» REQUIREMENTS: Reproduce all of the data below word for word, but leave the pictures out.

Records of labeled regions:
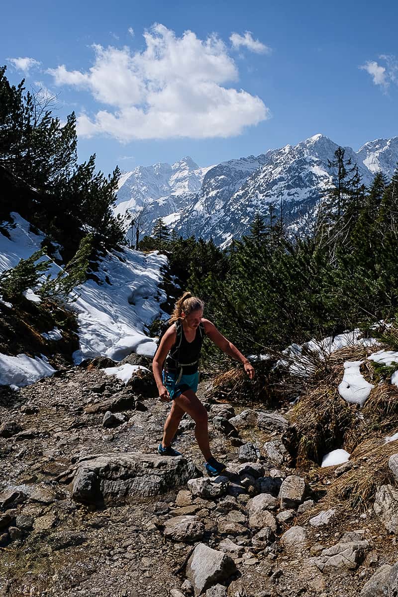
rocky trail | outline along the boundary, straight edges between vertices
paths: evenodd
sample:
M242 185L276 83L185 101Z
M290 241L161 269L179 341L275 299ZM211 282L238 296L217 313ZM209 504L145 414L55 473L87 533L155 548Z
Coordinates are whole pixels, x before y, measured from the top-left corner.
M192 420L183 457L158 455L168 407L150 373L125 384L104 373L114 365L0 389L0 595L396 597L396 484L374 509L322 509L355 464L291 467L288 409L218 402L211 380L199 397L227 469L203 476Z

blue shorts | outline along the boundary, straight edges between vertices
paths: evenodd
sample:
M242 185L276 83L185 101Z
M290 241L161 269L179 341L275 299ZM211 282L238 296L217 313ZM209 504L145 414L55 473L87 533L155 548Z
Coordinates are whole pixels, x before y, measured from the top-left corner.
M192 390L195 393L198 390L199 383L199 371L195 371L191 375L182 375L177 384L175 381L178 377L178 373L172 371L163 371L163 383L167 388L170 398L178 398L186 390Z

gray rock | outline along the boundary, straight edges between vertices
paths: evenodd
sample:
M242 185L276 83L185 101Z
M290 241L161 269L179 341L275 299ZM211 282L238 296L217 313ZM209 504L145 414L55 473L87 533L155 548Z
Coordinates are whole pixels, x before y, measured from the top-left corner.
M188 560L186 574L197 596L217 583L227 580L236 572L236 567L229 556L199 543Z
M264 527L252 537L254 547L267 547L275 540L275 534L269 527Z
M398 597L398 562L390 571L387 586L388 597Z
M104 415L102 426L106 428L118 427L125 423L125 421L124 416L121 413L111 413L110 411L107 411Z
M0 493L0 507L4 510L13 508L17 504L21 504L27 497L23 491L4 491Z
M278 522L285 524L286 522L290 522L291 521L292 521L296 513L295 510L282 510L281 512L276 515L276 520Z
M305 543L306 536L303 527L291 527L280 537L280 543L286 547L302 544Z
M235 416L235 411L230 404L213 404L211 410L216 417L224 417L229 420Z
M267 510L259 510L254 512L249 518L249 526L252 528L264 528L269 527L274 533L276 533L277 522L276 518Z
M27 514L20 514L16 519L16 526L22 531L30 531L33 527L33 516Z
M303 477L291 475L282 482L279 491L279 502L282 510L297 508L304 501L309 488Z
M214 417L213 418L213 426L215 429L221 431L227 438L237 438L239 433L236 429L231 423L231 419L229 421L224 417Z
M289 453L280 439L266 442L263 449L267 460L274 466L282 466L290 460Z
M260 458L260 450L254 444L251 442L248 442L247 444L243 444L242 446L239 448L239 452L238 454L238 460L239 462L252 462L255 461L257 458Z
M223 539L220 543L218 547L222 552L226 553L231 553L237 558L240 558L245 551L243 545L237 545L236 543L234 543L228 538Z
M308 510L311 510L315 506L315 502L313 500L306 500L303 501L302 504L297 508L297 512L298 514L304 514L304 512L308 512Z
M125 593L125 595L127 595L127 593ZM179 591L178 589L171 589L170 597L185 597L185 595L181 591Z
M11 438L21 430L15 421L6 421L0 425L0 438Z
M206 597L227 597L227 589L223 584L215 584L206 591Z
M360 597L388 597L388 580L391 569L388 564L381 566L364 584L359 593Z
M336 510L334 508L330 510L323 510L316 516L310 519L310 524L311 527L326 527L334 520L336 517Z
M369 547L367 541L337 543L323 549L318 558L312 561L323 574L333 574L344 570L355 570L363 561Z
M398 481L398 454L393 454L390 457L388 467L392 471L396 481Z
M205 525L198 516L175 516L165 522L165 537L183 543L200 541L204 531Z
M9 527L8 533L12 541L16 539L20 539L23 536L23 531L17 527Z
M204 500L214 500L221 496L224 496L229 483L227 477L220 475L218 477L201 477L190 479L188 487L195 497L201 497Z
M257 413L254 410L244 410L230 418L229 422L237 429L254 427L257 423Z
M250 475L255 479L264 476L264 466L260 462L246 462L242 464L239 464L236 469L236 473L239 476L242 477L245 475Z
M200 475L183 457L140 453L98 454L81 458L69 472L76 501L109 505L163 493Z
M270 493L271 496L279 494L282 485L279 477L259 477L256 479L254 488L256 493Z
M263 510L276 510L279 506L276 498L270 493L260 493L248 503L249 514Z
M388 533L398 532L398 491L392 485L381 485L376 492L375 514Z
M286 420L276 413L258 412L257 414L257 426L266 431L285 431L289 423Z
M190 580L188 580L188 578L185 579L181 586L181 590L184 591L187 595L191 595L193 593L193 585Z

» WRITTEN REPLY:
rocky trail | outline along the boundary, straight edges between vertices
paths: evenodd
sample:
M242 185L276 83L185 101Z
M290 241L161 269L179 341L275 299ZM211 282L238 296L217 313ZM209 504L145 414L55 473L87 533L155 548Z
Coordinates are whole pixels, x before y, measured from the top-left corner.
M192 420L183 457L158 455L168 407L150 373L125 384L104 373L114 365L0 389L0 595L396 597L396 484L374 509L322 509L355 464L291 467L288 409L218 402L211 380L199 397L227 469L203 476Z

blue shorts | outline along the boundary, straight edges between vertices
paths: evenodd
sample:
M242 185L276 83L185 101Z
M290 241L161 269L179 341L275 299ZM211 282L238 296L217 313ZM209 504L145 414L55 473L87 533L155 548Z
Coordinates are whole pixels, x before y, measured from the top-left corner.
M192 390L195 393L198 390L199 383L199 371L195 371L191 375L182 375L177 384L175 381L178 377L178 373L172 371L163 371L163 383L167 388L170 398L178 398L186 390Z

gray rock | outline along the boundary, straight edges between vertices
paths: evenodd
sample:
M242 185L276 83L185 101Z
M290 241L161 269L179 341L275 299ZM211 282L238 296L217 313ZM209 504L145 414L55 473L87 533L155 548Z
Coordinates are whole pixels, x before y, measured from the top-left corner.
M188 560L186 574L197 596L217 583L227 580L236 572L236 567L229 556L199 543Z
M264 527L252 537L254 547L267 547L275 540L275 534L269 527Z
M398 597L398 562L390 571L387 586L388 597Z
M104 415L102 426L106 428L118 427L125 423L125 421L124 416L121 413L111 413L110 411L107 411Z
M0 493L0 507L4 510L13 508L17 504L21 504L27 497L23 491L4 491Z
M278 522L285 524L286 522L290 522L291 521L292 521L296 513L295 510L282 510L281 512L276 515L276 520Z
M305 543L306 536L303 527L291 527L280 537L280 543L286 547L302 544Z
M235 416L235 411L230 404L213 404L211 410L216 417L224 417L229 420Z
M267 510L259 510L254 512L249 518L249 526L252 528L264 528L269 527L274 533L276 533L277 522L276 518Z
M27 514L20 514L16 519L16 526L22 531L30 531L33 527L33 516Z
M303 477L291 475L282 482L279 491L279 502L282 510L297 508L304 501L309 488Z
M214 417L213 418L213 426L215 429L221 431L227 438L237 438L239 433L236 429L231 423L231 419L229 421L224 417Z
M289 453L280 439L266 442L263 449L267 460L274 466L282 466L290 460Z
M260 458L260 450L254 444L251 442L248 442L247 444L243 444L242 446L239 448L239 452L238 454L238 460L239 462L252 462L255 461L257 458Z
M223 539L220 543L218 547L222 552L226 553L231 553L237 558L240 558L245 551L243 545L237 545L236 543L234 543L228 538Z
M308 510L311 510L315 506L315 502L313 500L306 500L303 501L302 504L297 508L297 512L298 514L304 514L304 512L308 512Z
M125 593L125 595L127 595L127 593ZM179 591L178 589L171 589L170 597L185 597L185 595L181 591Z
M11 438L21 430L15 421L6 421L0 425L0 438Z
M206 597L227 597L227 589L223 584L215 584L206 591Z
M360 597L388 597L388 580L391 569L388 564L381 566L364 584L359 593Z
M336 510L334 508L330 510L323 510L316 516L310 519L310 524L311 527L326 527L334 520L336 517Z
M369 547L367 541L337 543L323 549L318 558L312 561L323 574L333 574L344 570L355 570L363 561Z
M398 481L398 454L393 454L390 457L388 467L392 471L396 481Z
M205 525L198 516L175 516L165 522L165 537L183 543L200 541L204 531Z
M9 527L8 533L12 541L16 539L20 539L23 536L23 531L17 527Z
M204 500L214 500L221 496L224 496L229 483L227 477L220 475L218 477L201 477L190 479L188 487L195 497L201 497Z
M257 413L254 410L244 410L230 418L229 422L237 429L254 427L257 423Z
M250 475L255 479L264 476L264 466L260 462L246 462L242 464L239 464L236 469L236 473L239 476L242 477L245 475Z
M200 475L183 457L140 453L98 454L81 458L69 472L76 501L109 505L163 493Z
M270 493L271 496L279 494L282 485L279 477L259 477L256 479L254 488L256 493Z
M263 510L276 510L279 506L276 498L270 493L260 493L248 503L249 514Z
M388 533L398 532L398 491L392 485L381 485L376 492L375 514Z
M286 420L276 413L258 412L257 414L257 426L266 431L285 431L289 423Z
M190 580L188 580L188 578L185 579L181 586L181 590L184 591L187 595L191 595L193 593L193 585Z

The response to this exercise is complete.